■ **Problems**
A: Translate this sentence from the essay on Buddhist paths into Spanish: "Like the boy in the book, we all have our own path."
B: Carry on the essay on Buddhist paths, picking up after its final sentence.

■ **Page text**
+===+

Like it mentions in the Pali Canon, there are 84,000 paths to awakening. The worldview that I find in Buddhism can accommodate my own specific situation and needs even if those needs are very different from the person sitting next to me. Like the boy in the book, we all have our own path. I see Buddhism as the field in which all of those paths cross. It is not one path but a collection of stories and ideas and people that can help support us wherever our individual path may take us.

As I’ve learned more about the history of Buddhism I started to see how it would take different forms as it moved from place to place. Often it would adopt the deities and rituals of the local spiritual tradition. But there remained some underlying threads. In my opinion this adaptation did not diminish the “original” Buddhism, but rather made it more relevant to the people in any given place and time.

This is what I appreciate about Christopher Sensei and his efforts with this fellowship. We’re not trying to be fundamentalist, we’re not trying to be a type of Buddhism that existed hundreds or thousands of years ago. It’s very hard to even know exactly what that was let alone adapt to our day to day lives. And as he often says, “Come as you are, go as you are.” This is not just a sarcastic comment saying that if you don’t like what we have to say then you can leave, I think it’s a genuine part of the practice. Which is to be able to know what works for you and be willing to go find it. Whether that’s here or somewhere else.

I think In our modern society we have developed an optimization complex. I feel this a lot. Everything needs to be the most correct, the most accurate, the best, oldest, most spiritual. In my experience this mindset is more often a hindrance than helpful. If instead we take literally the idea that there are actually 84,000 (or 8 billion) paths to awakening then we can stop worrying about the ultimate truth and focus on what works for us. What, in this moment, feels aligned with our experience and needs?

I love the quote from Ram Dass, “we’re all just walking each other home.” or as it says in our practice manual,

“I offer you my hand, my heart, my mind I ask only this, that you remain by my side until both of us awaken to our own true nature“

The point of a community like ours is to walk with each other side by side. Not one in front of the other in a single file where we are able to prescribe what someone who is “behind” us needs to make it to wherever we are because we know so much more than them. We’re all students here as Sensei says. I certainly am, I don’t know shit. Nobody can tell you how to find enlightenment, it is an individual journey but we can take that journey together.

+===+

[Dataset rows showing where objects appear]
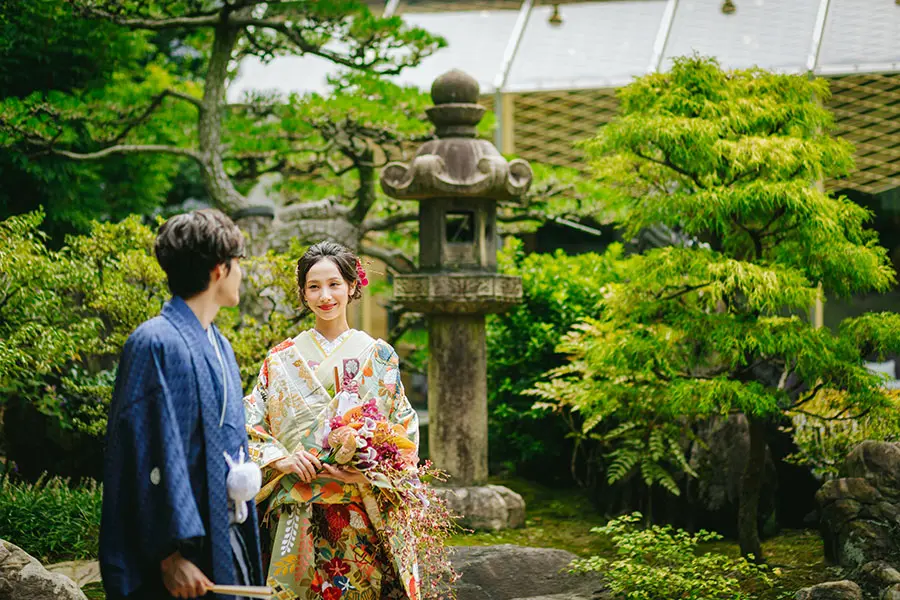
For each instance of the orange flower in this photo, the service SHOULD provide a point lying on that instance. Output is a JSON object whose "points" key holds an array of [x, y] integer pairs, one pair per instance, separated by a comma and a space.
{"points": [[343, 439]]}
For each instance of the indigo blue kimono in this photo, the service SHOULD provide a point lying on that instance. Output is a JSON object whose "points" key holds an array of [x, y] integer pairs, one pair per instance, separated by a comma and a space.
{"points": [[164, 474]]}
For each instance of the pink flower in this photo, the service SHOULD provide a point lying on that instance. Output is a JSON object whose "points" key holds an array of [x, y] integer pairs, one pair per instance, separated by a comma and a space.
{"points": [[361, 274]]}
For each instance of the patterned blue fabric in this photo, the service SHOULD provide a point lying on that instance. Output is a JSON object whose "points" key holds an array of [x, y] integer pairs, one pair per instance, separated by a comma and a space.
{"points": [[164, 472]]}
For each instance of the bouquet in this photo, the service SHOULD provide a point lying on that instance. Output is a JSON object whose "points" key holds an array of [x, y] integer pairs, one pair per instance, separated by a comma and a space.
{"points": [[363, 438]]}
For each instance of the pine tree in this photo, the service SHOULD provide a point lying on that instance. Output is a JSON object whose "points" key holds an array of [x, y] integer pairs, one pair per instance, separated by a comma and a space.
{"points": [[733, 161]]}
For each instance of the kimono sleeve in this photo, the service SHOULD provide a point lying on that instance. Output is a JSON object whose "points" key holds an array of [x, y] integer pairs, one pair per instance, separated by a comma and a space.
{"points": [[263, 445], [149, 501], [400, 411]]}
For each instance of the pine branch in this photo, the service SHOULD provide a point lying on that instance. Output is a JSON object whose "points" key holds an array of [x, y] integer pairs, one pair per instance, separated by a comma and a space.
{"points": [[385, 223], [208, 19], [668, 163], [155, 103], [327, 208], [129, 149], [395, 259]]}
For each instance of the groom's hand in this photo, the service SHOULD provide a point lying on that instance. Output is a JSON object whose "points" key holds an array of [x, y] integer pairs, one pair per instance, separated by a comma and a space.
{"points": [[183, 578], [303, 463]]}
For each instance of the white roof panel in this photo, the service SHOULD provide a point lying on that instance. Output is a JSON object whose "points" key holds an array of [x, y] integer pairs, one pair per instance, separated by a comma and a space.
{"points": [[771, 34], [860, 36], [598, 44]]}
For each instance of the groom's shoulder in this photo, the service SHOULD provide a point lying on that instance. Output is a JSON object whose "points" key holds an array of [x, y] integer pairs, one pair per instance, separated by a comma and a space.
{"points": [[154, 335]]}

+===+

■ **Outputs in order**
A: Como el niño del libro, todos tenemos nuestro propio camino.

B:
This idea of an individual practice makes mindfulness and presence practice very valuable. The more we are able to be mindful the more we are able to see what it is that WE need from our practice. It may not be what anyone else needs, or what any podcast might suggest, but if we can learn to trust that we must walk our own path then we may actually get somewhere and learn a few things along the way that are relevant to our own lives, rather than just collecting generic ideas and facts that we can regurgitate to sound smart and like we know a lot about Buddhism. For me it was helpful to be given permission to practice authentically. Not to follow a script or do things that don’t make sense to me just because you’re supposed to, that didn’t work for me. That invitation to come as you are was the opening gate that said, “Welcome to Choose-your-own-adventure-Buddhism.” The magic in that is that it can and will continue to evolve. Like Rev. Gyomay Kubose Says, “The Dharma is continuously unfolding.” Each step of the way is a chance to continue to practice mindfulness and check in with ourselves to see what is most useful for me right now in the flow of now.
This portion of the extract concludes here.